What the task requires
Starting at the line that contains "positive clicks: (477, 26) (473, 45)" and ending at the line that contains "positive clicks: (490, 24) (493, 69)", the lines below are to be given again exactly, with nothing added.

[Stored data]
------------------------------------------------------------------------

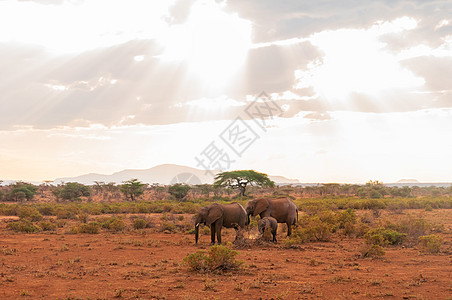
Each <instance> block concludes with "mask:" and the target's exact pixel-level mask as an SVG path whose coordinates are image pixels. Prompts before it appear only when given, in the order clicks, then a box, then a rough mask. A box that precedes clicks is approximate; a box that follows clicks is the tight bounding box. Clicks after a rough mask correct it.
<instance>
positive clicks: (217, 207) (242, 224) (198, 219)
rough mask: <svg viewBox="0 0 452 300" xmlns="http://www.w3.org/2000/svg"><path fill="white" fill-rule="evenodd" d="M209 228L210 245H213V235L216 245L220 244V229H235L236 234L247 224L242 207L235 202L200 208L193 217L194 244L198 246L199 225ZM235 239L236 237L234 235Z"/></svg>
mask: <svg viewBox="0 0 452 300" xmlns="http://www.w3.org/2000/svg"><path fill="white" fill-rule="evenodd" d="M200 224H204V225H207V226H210V238H211V243H212V244H215V233H216V235H217V240H218V244H221V228H222V227H223V226H224V227H226V228H235V230H236V234H237V231H238V229H239V227H240V228H245V225H248V224H249V218H248V217H247V215H246V211H245V209H244V208H243V206H242V205H240V204H239V203H237V202H233V203H230V204H218V203H214V204H211V205H208V206H205V207H203V208H201V209H200V210H199V212H198V214H197V215H196V217H195V242H196V244H198V237H199V225H200ZM236 239H237V235H236Z"/></svg>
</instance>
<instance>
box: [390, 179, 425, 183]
mask: <svg viewBox="0 0 452 300" xmlns="http://www.w3.org/2000/svg"><path fill="white" fill-rule="evenodd" d="M396 183H420V182H419V181H418V180H417V179H400V180H399V181H397V182H396Z"/></svg>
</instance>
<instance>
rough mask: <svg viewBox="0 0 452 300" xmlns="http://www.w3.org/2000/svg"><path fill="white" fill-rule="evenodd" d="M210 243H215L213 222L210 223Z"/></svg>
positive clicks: (214, 229)
mask: <svg viewBox="0 0 452 300" xmlns="http://www.w3.org/2000/svg"><path fill="white" fill-rule="evenodd" d="M210 243H211V244H212V245H213V244H215V223H212V224H210Z"/></svg>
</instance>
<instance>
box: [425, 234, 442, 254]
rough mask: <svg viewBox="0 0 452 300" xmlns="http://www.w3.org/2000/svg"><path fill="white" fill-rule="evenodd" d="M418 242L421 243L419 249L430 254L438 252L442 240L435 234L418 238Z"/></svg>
mask: <svg viewBox="0 0 452 300" xmlns="http://www.w3.org/2000/svg"><path fill="white" fill-rule="evenodd" d="M419 241H420V242H421V247H422V248H423V249H424V250H425V251H427V252H430V253H438V252H440V250H441V244H442V243H443V239H442V238H441V237H440V236H438V235H436V234H430V235H424V236H420V237H419Z"/></svg>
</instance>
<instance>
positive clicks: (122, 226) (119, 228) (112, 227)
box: [110, 218, 126, 232]
mask: <svg viewBox="0 0 452 300" xmlns="http://www.w3.org/2000/svg"><path fill="white" fill-rule="evenodd" d="M125 228H126V223H125V222H124V220H123V219H121V218H115V219H114V220H113V221H112V222H111V223H110V230H113V231H115V232H118V231H123V230H124V229H125Z"/></svg>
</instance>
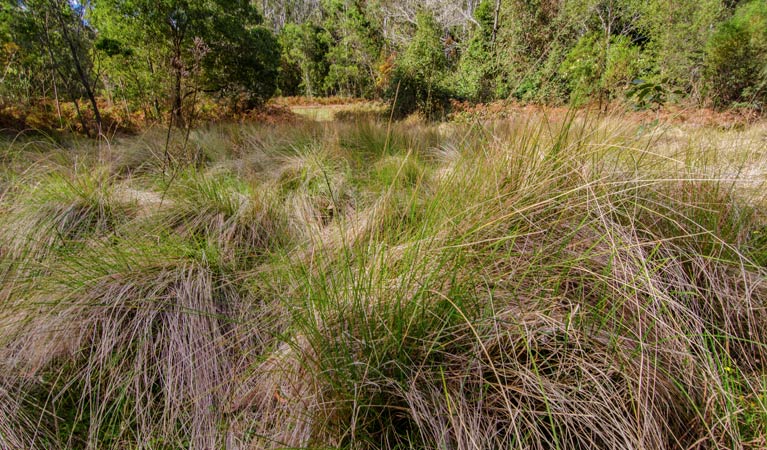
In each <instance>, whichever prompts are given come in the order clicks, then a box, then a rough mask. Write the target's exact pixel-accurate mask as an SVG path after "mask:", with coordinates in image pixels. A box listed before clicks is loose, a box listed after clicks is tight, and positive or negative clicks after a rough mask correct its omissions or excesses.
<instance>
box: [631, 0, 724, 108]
mask: <svg viewBox="0 0 767 450" xmlns="http://www.w3.org/2000/svg"><path fill="white" fill-rule="evenodd" d="M722 14H723V5H722V1H721V0H694V1H693V0H684V1H673V2H669V1H666V0H648V1H644V2H639V16H638V20H637V26H638V27H639V29H640V31H641V32H642V34H644V35H645V36H647V38H648V42H647V44H646V49H645V50H646V53H647V55H648V57H649V60H650V61H651V65H652V69H653V72H654V73H655V77H656V78H657V79H658V80H660V79H665V80H668V83H670V85H671V86H674V87H676V88H681V89H683V90H684V91H685V92H687V93H688V94H693V95H695V94H694V92H697V91H699V90H700V88H701V81H702V78H703V58H704V49H705V46H706V42H707V41H708V39H709V36H710V35H711V34H712V31H713V30H714V29H715V27H716V24H717V23H718V21H720V20H721V18H722ZM658 80H653V81H658ZM696 100H698V99H696Z"/></svg>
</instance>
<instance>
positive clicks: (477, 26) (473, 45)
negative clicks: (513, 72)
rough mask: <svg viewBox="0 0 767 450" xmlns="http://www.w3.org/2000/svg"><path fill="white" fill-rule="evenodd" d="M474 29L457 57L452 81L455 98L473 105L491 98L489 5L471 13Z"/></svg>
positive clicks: (490, 24) (493, 69)
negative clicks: (474, 21) (462, 50)
mask: <svg viewBox="0 0 767 450" xmlns="http://www.w3.org/2000/svg"><path fill="white" fill-rule="evenodd" d="M474 19H475V20H476V21H477V24H478V25H477V26H476V27H475V28H474V31H473V33H472V35H471V38H469V42H468V45H467V46H466V49H465V50H464V51H463V53H462V54H461V60H460V62H459V64H458V70H457V73H456V75H455V77H454V78H453V80H452V88H453V90H454V91H455V93H456V95H457V96H459V97H463V98H468V99H470V100H475V101H483V100H489V99H491V98H492V97H493V86H492V81H493V80H492V77H493V75H494V73H493V72H494V54H493V53H494V52H493V42H492V34H493V4H492V3H491V2H490V0H483V1H482V2H481V3H480V4H479V5H478V6H477V9H476V10H475V11H474Z"/></svg>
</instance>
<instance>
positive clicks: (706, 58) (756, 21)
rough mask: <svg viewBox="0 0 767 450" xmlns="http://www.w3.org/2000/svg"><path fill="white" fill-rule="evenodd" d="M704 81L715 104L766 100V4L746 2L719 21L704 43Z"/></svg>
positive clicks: (766, 24)
mask: <svg viewBox="0 0 767 450" xmlns="http://www.w3.org/2000/svg"><path fill="white" fill-rule="evenodd" d="M706 80H707V82H708V90H709V92H710V96H711V98H712V100H713V101H714V104H715V105H717V106H720V107H721V106H725V105H728V104H731V103H734V102H745V103H749V104H752V105H754V106H757V107H760V108H764V102H765V100H767V3H765V2H763V1H750V2H747V3H745V4H743V5H741V6H740V7H738V9H737V10H736V11H735V14H734V15H733V16H732V18H730V19H729V20H727V21H726V22H724V23H722V24H721V25H720V26H719V27H718V28H717V30H716V32H715V33H714V34H713V35H712V36H711V38H710V39H709V41H708V44H707V46H706Z"/></svg>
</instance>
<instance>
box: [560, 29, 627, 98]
mask: <svg viewBox="0 0 767 450" xmlns="http://www.w3.org/2000/svg"><path fill="white" fill-rule="evenodd" d="M640 65H641V53H640V50H639V48H638V47H637V46H635V45H632V43H631V40H630V39H629V38H628V37H626V36H612V37H610V38H609V42H607V40H606V39H605V37H604V35H601V34H599V33H591V34H587V35H585V36H583V37H582V38H581V39H579V40H578V43H577V44H576V45H575V47H573V49H572V50H570V52H569V53H568V54H567V57H566V58H565V60H564V61H563V62H562V65H561V66H560V68H559V74H560V76H562V78H564V79H565V80H567V83H568V85H569V87H570V90H571V98H572V99H573V100H575V101H582V100H583V99H584V98H589V97H592V96H595V95H606V96H607V97H608V98H611V97H614V96H615V95H616V94H617V93H618V92H619V91H620V90H621V89H622V88H625V87H626V86H627V85H628V84H629V82H631V81H632V80H633V79H635V78H636V77H637V76H638V75H639V71H640V69H641V66H640Z"/></svg>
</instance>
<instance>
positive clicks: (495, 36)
mask: <svg viewBox="0 0 767 450" xmlns="http://www.w3.org/2000/svg"><path fill="white" fill-rule="evenodd" d="M500 15H501V0H495V11H494V12H493V40H492V41H491V42H492V43H493V44H495V37H496V36H497V35H498V17H499V16H500Z"/></svg>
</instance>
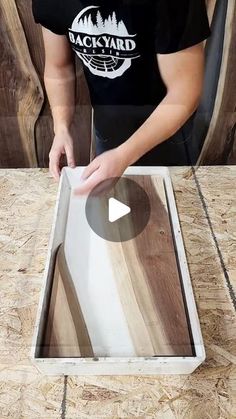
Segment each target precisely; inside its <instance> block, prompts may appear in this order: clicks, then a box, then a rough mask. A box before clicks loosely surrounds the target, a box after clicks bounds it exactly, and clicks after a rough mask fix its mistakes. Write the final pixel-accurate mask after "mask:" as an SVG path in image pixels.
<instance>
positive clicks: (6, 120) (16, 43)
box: [0, 0, 91, 168]
mask: <svg viewBox="0 0 236 419" xmlns="http://www.w3.org/2000/svg"><path fill="white" fill-rule="evenodd" d="M0 54H1V67H0V88H1V96H0V167H2V168H4V167H9V168H13V167H16V168H17V167H37V166H39V167H48V154H49V150H50V147H51V143H52V140H53V129H52V118H51V113H50V109H49V104H48V100H47V98H46V93H45V91H44V87H43V67H44V49H43V42H42V35H41V30H40V27H39V25H35V23H34V20H33V16H32V11H31V7H29V2H28V0H16V1H14V0H10V1H9V0H1V2H0ZM76 72H77V106H76V118H75V120H76V123H75V124H74V127H73V128H74V129H73V132H74V139H75V153H76V162H77V164H87V163H88V161H89V152H90V126H91V105H90V100H89V94H88V90H87V86H86V83H85V80H84V76H83V72H82V71H81V68H80V64H79V62H77V71H76ZM78 92H79V94H78Z"/></svg>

------------------------------------------------------------------------

Result of this task
positive clicks: (477, 26) (473, 45)
negative clicks: (513, 72)
rough mask: <svg viewBox="0 0 767 450" xmlns="http://www.w3.org/2000/svg"><path fill="white" fill-rule="evenodd" d="M474 29L457 57L452 81L455 98L473 105L491 98L489 5L471 13Z"/></svg>
positive clicks: (490, 24) (493, 69)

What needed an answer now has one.